Start of Block

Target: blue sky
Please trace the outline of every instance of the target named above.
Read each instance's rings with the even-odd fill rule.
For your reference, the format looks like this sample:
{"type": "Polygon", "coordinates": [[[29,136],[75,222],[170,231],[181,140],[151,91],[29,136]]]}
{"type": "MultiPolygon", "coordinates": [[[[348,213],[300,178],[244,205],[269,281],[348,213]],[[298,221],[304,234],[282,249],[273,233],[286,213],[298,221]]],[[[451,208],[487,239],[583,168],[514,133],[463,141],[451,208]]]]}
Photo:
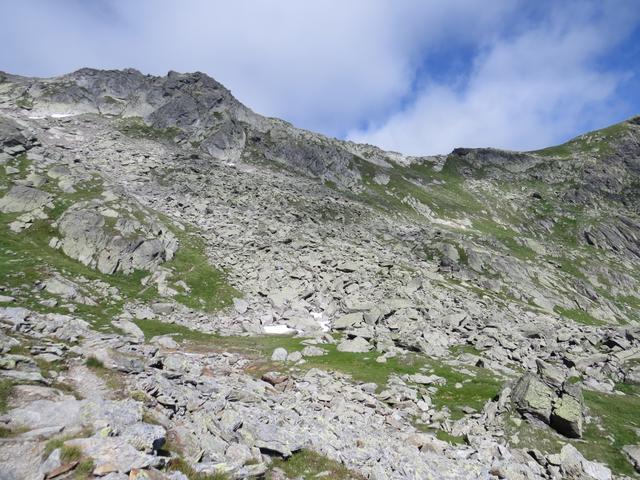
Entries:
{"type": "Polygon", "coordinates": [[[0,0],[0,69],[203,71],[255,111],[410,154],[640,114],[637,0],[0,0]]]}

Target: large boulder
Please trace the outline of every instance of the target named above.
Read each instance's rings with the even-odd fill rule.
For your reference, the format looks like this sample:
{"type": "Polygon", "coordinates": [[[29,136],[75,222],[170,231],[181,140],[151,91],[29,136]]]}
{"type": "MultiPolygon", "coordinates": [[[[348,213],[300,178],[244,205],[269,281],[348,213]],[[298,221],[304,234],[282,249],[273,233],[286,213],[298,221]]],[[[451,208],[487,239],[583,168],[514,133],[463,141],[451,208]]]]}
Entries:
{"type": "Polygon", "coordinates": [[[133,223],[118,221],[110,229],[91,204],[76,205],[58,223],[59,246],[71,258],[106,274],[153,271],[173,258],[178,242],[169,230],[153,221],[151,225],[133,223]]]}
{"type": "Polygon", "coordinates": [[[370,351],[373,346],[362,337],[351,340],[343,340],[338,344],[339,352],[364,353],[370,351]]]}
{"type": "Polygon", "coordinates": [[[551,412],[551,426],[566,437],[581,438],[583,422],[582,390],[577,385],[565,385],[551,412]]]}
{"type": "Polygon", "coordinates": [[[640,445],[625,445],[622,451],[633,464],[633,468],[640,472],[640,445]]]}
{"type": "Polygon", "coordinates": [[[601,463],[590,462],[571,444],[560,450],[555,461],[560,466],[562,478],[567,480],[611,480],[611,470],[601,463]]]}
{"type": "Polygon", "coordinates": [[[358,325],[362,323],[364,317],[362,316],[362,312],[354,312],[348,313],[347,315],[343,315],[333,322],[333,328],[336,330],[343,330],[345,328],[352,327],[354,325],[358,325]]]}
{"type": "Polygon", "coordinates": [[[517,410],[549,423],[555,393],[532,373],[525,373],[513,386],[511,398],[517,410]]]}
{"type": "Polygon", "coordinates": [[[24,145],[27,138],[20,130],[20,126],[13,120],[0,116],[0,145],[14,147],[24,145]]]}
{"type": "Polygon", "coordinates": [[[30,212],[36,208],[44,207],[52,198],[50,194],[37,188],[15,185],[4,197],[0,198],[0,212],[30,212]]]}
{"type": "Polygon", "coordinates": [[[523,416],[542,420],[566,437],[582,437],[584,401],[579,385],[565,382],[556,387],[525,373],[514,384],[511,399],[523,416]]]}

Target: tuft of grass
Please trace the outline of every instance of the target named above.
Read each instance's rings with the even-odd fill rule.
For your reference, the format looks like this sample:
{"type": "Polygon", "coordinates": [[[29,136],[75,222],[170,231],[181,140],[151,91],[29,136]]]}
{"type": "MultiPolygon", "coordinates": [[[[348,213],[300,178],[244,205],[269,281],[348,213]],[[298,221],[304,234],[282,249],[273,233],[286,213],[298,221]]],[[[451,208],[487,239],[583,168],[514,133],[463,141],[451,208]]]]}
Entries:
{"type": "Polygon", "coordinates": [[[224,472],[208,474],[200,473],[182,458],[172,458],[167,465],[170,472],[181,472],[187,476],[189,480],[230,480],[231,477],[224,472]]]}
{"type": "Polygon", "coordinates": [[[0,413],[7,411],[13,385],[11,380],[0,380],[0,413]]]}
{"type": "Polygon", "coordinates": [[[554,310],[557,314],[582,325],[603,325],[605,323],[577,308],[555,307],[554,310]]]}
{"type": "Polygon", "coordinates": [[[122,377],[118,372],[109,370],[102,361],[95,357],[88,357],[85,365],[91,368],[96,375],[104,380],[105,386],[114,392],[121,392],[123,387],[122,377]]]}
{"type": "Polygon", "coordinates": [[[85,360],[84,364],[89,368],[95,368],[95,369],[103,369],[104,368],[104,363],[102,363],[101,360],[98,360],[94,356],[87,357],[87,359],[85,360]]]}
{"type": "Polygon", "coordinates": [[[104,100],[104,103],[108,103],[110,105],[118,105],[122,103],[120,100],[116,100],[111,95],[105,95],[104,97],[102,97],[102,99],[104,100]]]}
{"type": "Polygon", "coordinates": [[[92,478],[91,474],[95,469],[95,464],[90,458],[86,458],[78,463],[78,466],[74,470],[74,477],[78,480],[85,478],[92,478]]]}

End of Block

### Work request
Except for the pictures, set down each line of the records exactly as it appears.

### Reply
Target: blue sky
Please trace the outline of every instance of the target named above.
Read each instance's rings with the even-odd fill rule.
For your reference, the format looks like this sample:
{"type": "Polygon", "coordinates": [[[29,136],[75,222],[170,231],[181,140],[151,91],[29,136]]]}
{"type": "MultiPolygon", "coordinates": [[[[348,213],[300,178],[244,205],[269,281],[348,213]],[[298,221],[304,234],[282,249],[273,233],[286,213],[298,221]]],[[[451,208],[487,239],[583,168],[514,133],[463,141],[451,208]]]]}
Photo:
Entries:
{"type": "Polygon", "coordinates": [[[0,0],[0,69],[203,71],[255,111],[410,154],[640,114],[637,0],[0,0]]]}

Target: large boulder
Please trace the outline of every instance of the target named above.
Read each instance's rings with the even-odd fill rule.
For your reference, the format looks like this sample:
{"type": "Polygon", "coordinates": [[[29,136],[75,222],[170,231],[181,140],[151,91],[29,136]]]}
{"type": "MultiPolygon", "coordinates": [[[[348,213],[300,178],[244,205],[269,281],[348,213]],[[298,221],[304,234],[282,249],[273,233],[286,213],[298,221]]],[[[451,208],[487,239],[583,168],[514,133],[463,141],[451,208]]]]}
Entries:
{"type": "Polygon", "coordinates": [[[133,223],[118,221],[110,229],[91,204],[76,205],[58,223],[59,246],[71,258],[106,274],[153,271],[173,258],[178,242],[169,230],[153,221],[151,225],[133,223]]]}
{"type": "Polygon", "coordinates": [[[370,351],[373,346],[362,337],[351,340],[343,340],[338,344],[339,352],[364,353],[370,351]]]}
{"type": "Polygon", "coordinates": [[[551,412],[551,426],[566,437],[581,438],[583,422],[582,390],[577,385],[565,385],[551,412]]]}
{"type": "Polygon", "coordinates": [[[640,445],[625,445],[622,451],[633,464],[633,468],[640,472],[640,445]]]}
{"type": "Polygon", "coordinates": [[[601,463],[590,462],[571,444],[560,450],[555,461],[560,466],[562,478],[567,480],[611,480],[611,470],[601,463]]]}
{"type": "Polygon", "coordinates": [[[358,325],[362,323],[364,317],[362,316],[362,312],[354,312],[348,313],[347,315],[343,315],[333,322],[333,328],[336,330],[343,330],[345,328],[352,327],[354,325],[358,325]]]}
{"type": "Polygon", "coordinates": [[[517,410],[549,423],[555,393],[532,373],[525,373],[513,386],[511,398],[517,410]]]}
{"type": "Polygon", "coordinates": [[[24,145],[27,138],[20,130],[20,126],[13,120],[0,116],[0,145],[14,147],[24,145]]]}
{"type": "Polygon", "coordinates": [[[30,212],[36,208],[44,207],[52,198],[50,194],[37,188],[15,185],[4,197],[0,198],[0,212],[30,212]]]}
{"type": "Polygon", "coordinates": [[[523,416],[542,420],[566,437],[582,437],[584,401],[579,385],[565,382],[556,387],[525,373],[514,384],[511,399],[523,416]]]}

Target: tuft of grass
Please trace the outline of every instance of the target named above.
Read each instance's rings with the even-odd fill rule.
For your reference, the format looks like this sample:
{"type": "Polygon", "coordinates": [[[29,136],[75,222],[170,231],[181,140],[151,91],[29,136]]]}
{"type": "MultiPolygon", "coordinates": [[[[348,213],[300,178],[244,205],[269,281],[348,213]],[[298,221],[304,234],[282,249],[273,233],[286,213],[298,221]]],[[[451,208],[487,239],[583,168],[514,133],[463,141],[451,208]]]]}
Entries:
{"type": "Polygon", "coordinates": [[[224,472],[208,474],[200,473],[182,458],[172,458],[167,465],[170,472],[181,472],[187,476],[189,480],[230,480],[231,477],[224,472]]]}
{"type": "Polygon", "coordinates": [[[0,413],[7,411],[13,385],[11,380],[0,380],[0,413]]]}
{"type": "Polygon", "coordinates": [[[554,310],[557,314],[582,325],[603,325],[605,323],[577,308],[555,307],[554,310]]]}
{"type": "Polygon", "coordinates": [[[122,377],[118,372],[109,370],[102,361],[95,357],[88,357],[85,365],[91,368],[96,375],[104,380],[105,386],[114,392],[121,392],[123,387],[122,377]]]}
{"type": "Polygon", "coordinates": [[[85,360],[84,364],[89,368],[95,368],[95,369],[103,369],[104,368],[104,363],[102,363],[101,360],[98,360],[94,356],[87,357],[87,359],[85,360]]]}
{"type": "Polygon", "coordinates": [[[104,100],[104,103],[108,103],[110,105],[118,105],[122,103],[120,100],[116,100],[111,95],[105,95],[104,97],[102,97],[102,99],[104,100]]]}
{"type": "Polygon", "coordinates": [[[92,478],[91,474],[95,469],[95,464],[90,458],[86,458],[78,463],[78,466],[74,470],[74,477],[78,480],[85,478],[92,478]]]}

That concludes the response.